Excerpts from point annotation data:
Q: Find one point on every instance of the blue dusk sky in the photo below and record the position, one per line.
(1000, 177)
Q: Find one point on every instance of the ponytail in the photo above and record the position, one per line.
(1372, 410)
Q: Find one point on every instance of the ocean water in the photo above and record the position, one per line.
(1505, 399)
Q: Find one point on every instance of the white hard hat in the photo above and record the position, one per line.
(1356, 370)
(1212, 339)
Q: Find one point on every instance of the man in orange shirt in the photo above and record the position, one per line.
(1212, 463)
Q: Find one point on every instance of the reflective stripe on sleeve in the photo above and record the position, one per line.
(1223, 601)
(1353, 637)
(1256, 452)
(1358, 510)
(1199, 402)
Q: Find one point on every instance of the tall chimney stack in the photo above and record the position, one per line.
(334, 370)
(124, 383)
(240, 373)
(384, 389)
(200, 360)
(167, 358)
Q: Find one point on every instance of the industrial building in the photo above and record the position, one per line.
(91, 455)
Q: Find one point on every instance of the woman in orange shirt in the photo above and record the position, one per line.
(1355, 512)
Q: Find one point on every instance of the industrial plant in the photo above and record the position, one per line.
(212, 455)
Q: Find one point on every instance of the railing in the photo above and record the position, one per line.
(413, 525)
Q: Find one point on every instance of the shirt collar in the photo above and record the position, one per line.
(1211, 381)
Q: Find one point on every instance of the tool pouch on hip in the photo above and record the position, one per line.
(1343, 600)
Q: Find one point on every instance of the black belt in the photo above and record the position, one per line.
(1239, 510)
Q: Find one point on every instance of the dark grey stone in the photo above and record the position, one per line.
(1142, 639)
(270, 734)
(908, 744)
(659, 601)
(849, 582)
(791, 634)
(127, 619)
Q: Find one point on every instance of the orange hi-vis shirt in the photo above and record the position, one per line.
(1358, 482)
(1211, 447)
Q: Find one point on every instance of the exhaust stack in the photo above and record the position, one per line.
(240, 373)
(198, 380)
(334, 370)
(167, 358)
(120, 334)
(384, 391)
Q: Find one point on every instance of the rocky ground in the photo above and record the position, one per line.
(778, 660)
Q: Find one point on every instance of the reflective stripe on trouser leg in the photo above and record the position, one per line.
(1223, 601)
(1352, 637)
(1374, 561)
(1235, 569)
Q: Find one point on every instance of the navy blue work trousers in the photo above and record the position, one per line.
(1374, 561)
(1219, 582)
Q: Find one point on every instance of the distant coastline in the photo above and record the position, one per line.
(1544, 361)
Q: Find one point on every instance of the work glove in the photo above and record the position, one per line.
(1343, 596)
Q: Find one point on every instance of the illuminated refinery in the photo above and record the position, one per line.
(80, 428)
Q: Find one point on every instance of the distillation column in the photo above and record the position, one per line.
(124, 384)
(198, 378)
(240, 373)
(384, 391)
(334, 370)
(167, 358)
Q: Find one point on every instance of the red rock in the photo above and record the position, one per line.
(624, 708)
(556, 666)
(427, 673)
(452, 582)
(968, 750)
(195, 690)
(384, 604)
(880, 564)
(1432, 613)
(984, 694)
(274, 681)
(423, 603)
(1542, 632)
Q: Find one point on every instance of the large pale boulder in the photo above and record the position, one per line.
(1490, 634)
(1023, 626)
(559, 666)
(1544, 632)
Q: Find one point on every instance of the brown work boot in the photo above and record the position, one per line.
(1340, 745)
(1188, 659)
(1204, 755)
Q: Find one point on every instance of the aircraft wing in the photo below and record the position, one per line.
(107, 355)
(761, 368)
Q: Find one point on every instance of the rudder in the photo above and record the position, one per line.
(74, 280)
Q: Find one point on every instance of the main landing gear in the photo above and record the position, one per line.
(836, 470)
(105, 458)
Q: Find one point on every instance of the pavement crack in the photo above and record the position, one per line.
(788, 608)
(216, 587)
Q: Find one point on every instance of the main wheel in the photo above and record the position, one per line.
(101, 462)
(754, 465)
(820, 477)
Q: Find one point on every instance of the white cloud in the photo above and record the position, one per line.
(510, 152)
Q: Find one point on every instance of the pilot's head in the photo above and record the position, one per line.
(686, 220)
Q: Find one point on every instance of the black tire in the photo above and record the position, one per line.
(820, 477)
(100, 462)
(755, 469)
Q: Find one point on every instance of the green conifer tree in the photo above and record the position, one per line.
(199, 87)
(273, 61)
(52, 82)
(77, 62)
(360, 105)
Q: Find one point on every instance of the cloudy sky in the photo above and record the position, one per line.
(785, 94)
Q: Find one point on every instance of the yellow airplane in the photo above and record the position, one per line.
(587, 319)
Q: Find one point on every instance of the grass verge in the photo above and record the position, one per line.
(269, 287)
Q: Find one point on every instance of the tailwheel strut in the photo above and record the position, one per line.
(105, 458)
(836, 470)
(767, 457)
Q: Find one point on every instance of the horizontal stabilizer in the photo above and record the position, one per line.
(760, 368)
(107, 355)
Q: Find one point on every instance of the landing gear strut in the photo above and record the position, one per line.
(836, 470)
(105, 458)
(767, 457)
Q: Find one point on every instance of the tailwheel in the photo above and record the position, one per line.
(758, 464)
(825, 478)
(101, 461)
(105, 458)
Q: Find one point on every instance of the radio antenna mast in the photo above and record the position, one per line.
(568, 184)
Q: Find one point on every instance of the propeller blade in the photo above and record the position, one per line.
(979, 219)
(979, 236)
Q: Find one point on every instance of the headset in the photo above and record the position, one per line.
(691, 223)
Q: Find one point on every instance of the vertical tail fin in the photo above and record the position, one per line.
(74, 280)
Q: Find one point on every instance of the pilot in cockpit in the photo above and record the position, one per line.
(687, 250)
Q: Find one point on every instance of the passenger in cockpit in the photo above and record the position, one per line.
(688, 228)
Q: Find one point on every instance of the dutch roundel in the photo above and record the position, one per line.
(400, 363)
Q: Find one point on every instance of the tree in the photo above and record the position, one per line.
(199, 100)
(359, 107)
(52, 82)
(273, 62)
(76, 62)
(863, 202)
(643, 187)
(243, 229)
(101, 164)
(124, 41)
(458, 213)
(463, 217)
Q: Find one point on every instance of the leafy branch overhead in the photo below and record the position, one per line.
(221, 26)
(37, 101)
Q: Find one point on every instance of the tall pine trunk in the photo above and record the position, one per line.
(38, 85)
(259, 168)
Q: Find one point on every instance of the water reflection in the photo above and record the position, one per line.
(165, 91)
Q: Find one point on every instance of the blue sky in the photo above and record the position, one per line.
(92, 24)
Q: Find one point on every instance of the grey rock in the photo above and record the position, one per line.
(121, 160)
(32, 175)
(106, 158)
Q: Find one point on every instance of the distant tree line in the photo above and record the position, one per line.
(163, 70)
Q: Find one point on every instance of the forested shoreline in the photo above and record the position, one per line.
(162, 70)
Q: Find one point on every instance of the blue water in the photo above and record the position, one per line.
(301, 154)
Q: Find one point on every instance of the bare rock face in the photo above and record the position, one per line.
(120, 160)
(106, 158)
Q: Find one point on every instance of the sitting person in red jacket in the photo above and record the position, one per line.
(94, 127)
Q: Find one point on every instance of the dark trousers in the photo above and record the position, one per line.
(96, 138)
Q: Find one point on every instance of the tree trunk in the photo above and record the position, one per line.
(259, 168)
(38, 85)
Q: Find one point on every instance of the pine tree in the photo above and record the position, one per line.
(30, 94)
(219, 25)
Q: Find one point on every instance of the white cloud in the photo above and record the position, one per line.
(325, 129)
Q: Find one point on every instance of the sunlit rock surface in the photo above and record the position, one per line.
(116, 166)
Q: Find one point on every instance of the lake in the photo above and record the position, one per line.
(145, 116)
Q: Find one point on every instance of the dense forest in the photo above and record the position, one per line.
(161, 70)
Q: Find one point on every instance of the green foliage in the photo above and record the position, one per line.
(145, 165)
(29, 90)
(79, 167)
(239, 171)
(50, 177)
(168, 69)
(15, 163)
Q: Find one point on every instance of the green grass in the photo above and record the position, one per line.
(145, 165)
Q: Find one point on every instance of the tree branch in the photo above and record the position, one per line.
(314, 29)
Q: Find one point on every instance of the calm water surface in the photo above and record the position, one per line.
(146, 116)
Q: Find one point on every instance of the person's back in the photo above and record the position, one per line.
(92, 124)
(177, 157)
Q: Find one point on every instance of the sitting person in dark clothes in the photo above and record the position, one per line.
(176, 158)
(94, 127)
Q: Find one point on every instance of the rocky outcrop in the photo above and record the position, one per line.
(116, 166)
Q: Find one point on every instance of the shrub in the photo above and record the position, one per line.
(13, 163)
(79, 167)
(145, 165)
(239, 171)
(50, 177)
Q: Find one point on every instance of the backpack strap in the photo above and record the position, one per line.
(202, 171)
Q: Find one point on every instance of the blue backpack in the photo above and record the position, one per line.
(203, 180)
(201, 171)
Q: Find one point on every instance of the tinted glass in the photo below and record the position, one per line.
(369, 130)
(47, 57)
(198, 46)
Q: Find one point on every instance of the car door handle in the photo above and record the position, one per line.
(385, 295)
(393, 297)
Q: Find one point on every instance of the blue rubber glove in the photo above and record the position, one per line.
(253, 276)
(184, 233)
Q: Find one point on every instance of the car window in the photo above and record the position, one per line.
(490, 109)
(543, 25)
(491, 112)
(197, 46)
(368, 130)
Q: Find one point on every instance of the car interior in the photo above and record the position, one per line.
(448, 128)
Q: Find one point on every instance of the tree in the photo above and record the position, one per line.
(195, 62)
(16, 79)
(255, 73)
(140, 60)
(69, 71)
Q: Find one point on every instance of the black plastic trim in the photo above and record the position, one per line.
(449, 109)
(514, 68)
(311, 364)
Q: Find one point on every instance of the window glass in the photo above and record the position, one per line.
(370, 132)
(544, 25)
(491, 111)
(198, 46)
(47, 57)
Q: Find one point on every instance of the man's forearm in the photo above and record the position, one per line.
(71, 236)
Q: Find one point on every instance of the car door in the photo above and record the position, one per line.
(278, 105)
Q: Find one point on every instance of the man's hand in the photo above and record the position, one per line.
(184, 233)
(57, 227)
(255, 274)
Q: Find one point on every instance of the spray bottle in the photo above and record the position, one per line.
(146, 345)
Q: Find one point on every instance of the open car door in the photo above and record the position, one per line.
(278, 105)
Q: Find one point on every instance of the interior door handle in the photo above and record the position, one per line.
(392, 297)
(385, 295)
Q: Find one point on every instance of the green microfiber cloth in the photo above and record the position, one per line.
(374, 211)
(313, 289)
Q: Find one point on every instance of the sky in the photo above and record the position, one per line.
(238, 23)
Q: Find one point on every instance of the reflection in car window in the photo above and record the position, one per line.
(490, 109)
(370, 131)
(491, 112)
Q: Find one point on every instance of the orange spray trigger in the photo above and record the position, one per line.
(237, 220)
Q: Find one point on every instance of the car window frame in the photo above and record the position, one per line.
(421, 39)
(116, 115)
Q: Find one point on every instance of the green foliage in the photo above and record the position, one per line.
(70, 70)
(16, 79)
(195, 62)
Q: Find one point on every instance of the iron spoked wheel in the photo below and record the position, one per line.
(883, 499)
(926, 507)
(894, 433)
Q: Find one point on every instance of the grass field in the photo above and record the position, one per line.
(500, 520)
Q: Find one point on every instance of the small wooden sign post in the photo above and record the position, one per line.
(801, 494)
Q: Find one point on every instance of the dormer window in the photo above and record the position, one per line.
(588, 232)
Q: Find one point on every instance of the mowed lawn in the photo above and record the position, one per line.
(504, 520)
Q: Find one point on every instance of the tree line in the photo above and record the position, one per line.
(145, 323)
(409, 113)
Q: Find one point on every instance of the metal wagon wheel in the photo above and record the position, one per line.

▸ PROBLEM DETAILS: Starting with the line that contains "Q: Find one point on every instance of the tree line" and going on through the end of the material above, rewrite those lines as a numbered list with any blank lines left out.

▸ FINISHED EXERCISE:
1. Q: Find one point on every instance of the tree line in the photo above and record the position, one per line.
2. (145, 323)
3. (409, 113)
4. Q: Find one point on every instance of the metal wagon wheel in the photo above and record the position, one per line.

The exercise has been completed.